SHORT TASK:
Recast all of the records below as a numbered list, omitting any blank lines.
--- BEGIN DATA FOR PROCESSING ---
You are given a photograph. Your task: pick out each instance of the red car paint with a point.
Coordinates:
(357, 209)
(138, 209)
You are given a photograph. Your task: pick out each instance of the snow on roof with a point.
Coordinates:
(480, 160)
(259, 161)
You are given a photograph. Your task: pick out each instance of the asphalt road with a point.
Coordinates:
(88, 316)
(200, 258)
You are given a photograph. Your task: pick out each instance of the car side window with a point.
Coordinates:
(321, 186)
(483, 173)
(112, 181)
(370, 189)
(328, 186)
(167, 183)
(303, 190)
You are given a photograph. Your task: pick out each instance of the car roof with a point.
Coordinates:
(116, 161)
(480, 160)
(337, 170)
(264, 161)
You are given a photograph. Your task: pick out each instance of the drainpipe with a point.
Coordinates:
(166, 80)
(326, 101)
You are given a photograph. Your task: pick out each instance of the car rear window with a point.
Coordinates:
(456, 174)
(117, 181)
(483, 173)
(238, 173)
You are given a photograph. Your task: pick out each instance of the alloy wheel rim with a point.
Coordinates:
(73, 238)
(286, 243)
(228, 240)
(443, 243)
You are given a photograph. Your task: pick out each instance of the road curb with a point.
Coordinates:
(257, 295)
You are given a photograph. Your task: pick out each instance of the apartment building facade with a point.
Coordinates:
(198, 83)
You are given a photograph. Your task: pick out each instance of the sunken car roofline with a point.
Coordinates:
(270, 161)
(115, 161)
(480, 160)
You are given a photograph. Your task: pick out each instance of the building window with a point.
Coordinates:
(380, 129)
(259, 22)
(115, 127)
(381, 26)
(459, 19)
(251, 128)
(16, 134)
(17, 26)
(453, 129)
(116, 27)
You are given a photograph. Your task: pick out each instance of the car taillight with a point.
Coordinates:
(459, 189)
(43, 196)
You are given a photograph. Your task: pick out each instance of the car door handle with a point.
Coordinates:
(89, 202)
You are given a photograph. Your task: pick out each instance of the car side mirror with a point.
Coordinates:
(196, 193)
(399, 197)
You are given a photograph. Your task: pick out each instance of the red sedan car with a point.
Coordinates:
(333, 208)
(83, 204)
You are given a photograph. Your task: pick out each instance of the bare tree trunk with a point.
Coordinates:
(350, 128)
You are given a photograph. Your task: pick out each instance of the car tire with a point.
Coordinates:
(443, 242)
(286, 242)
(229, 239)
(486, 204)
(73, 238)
--- END DATA FOR PROCESSING ---
RESULT OF THIS TASK:
1. You are given a photograph. Your task: pick out each instance of the red car paint with a point.
2. Coordinates:
3. (357, 209)
4. (138, 209)
5. You are given a photograph. Your task: pick out each instance of the snow on roof with a point.
6. Coordinates:
7. (480, 160)
8. (259, 161)
9. You are given a photograph. Your task: pick out each instance of the asphalt road with a point.
10. Coordinates:
11. (88, 316)
12. (200, 258)
13. You are given a photograph. Your task: pick out each instance of the car side window with a point.
14. Coordinates:
15. (321, 186)
16. (483, 173)
17. (112, 181)
18. (370, 189)
19. (328, 186)
20. (167, 183)
21. (303, 190)
22. You are given a photograph. Your task: pick out each instance of the car roof with a point.
23. Coordinates:
24. (116, 161)
25. (480, 160)
26. (337, 170)
27. (264, 161)
28. You are given a photograph. Your task: pick out each instance of the drainpipe with a point.
29. Coordinates:
30. (166, 80)
31. (326, 101)
32. You are given a photograph. Your task: pick out each instance of the car rear window with a point.
33. Coordinates:
34. (456, 174)
35. (117, 181)
36. (483, 173)
37. (238, 173)
38. You are given a photograph. Your task: pick out each instance of the alloy wheel rim with a point.
39. Coordinates:
40. (73, 238)
41. (286, 243)
42. (228, 240)
43. (443, 243)
44. You are given a photograph. Your task: pick out each instance of the road curb with a point.
45. Coordinates:
46. (257, 295)
47. You are given a photograph. Your task: pick out each instance of the apartment building facade with a point.
48. Coordinates:
49. (198, 83)
50. You are given a photograph. Your task: pick out each instance of the sunken car roofline with a point.
51. Coordinates:
52. (270, 161)
53. (115, 161)
54. (480, 160)
55. You are given a photograph. Your task: pick out each instance of the building window with a point.
56. Coordinates:
57. (380, 129)
58. (259, 22)
59. (115, 127)
60. (381, 26)
61. (459, 19)
62. (251, 128)
63. (16, 134)
64. (17, 26)
65. (453, 129)
66. (116, 27)
67. You are given a photograph. Your task: pick out each instance of the car taillight with a point.
68. Coordinates:
69. (459, 189)
70. (43, 196)
71. You are given a photograph. Your task: pick out each instance of the car door handle with a point.
72. Coordinates:
73. (89, 202)
74. You are given a photograph. Your task: pick out each instance of the car side mirror with a point.
75. Coordinates:
76. (196, 193)
77. (399, 197)
78. You are given a photograph. Your task: pick out each instance of the red sedan car with a point.
79. Coordinates:
80. (333, 208)
81. (83, 204)
82. You are given a photograph. Your task: pick out each instance of the bare tree trunk with a point.
83. Coordinates:
84. (350, 128)
85. You are given a photograph. Your task: pick out each instance of the car tire with a point.
86. Coordinates:
87. (443, 242)
88. (286, 242)
89. (229, 239)
90. (486, 204)
91. (73, 238)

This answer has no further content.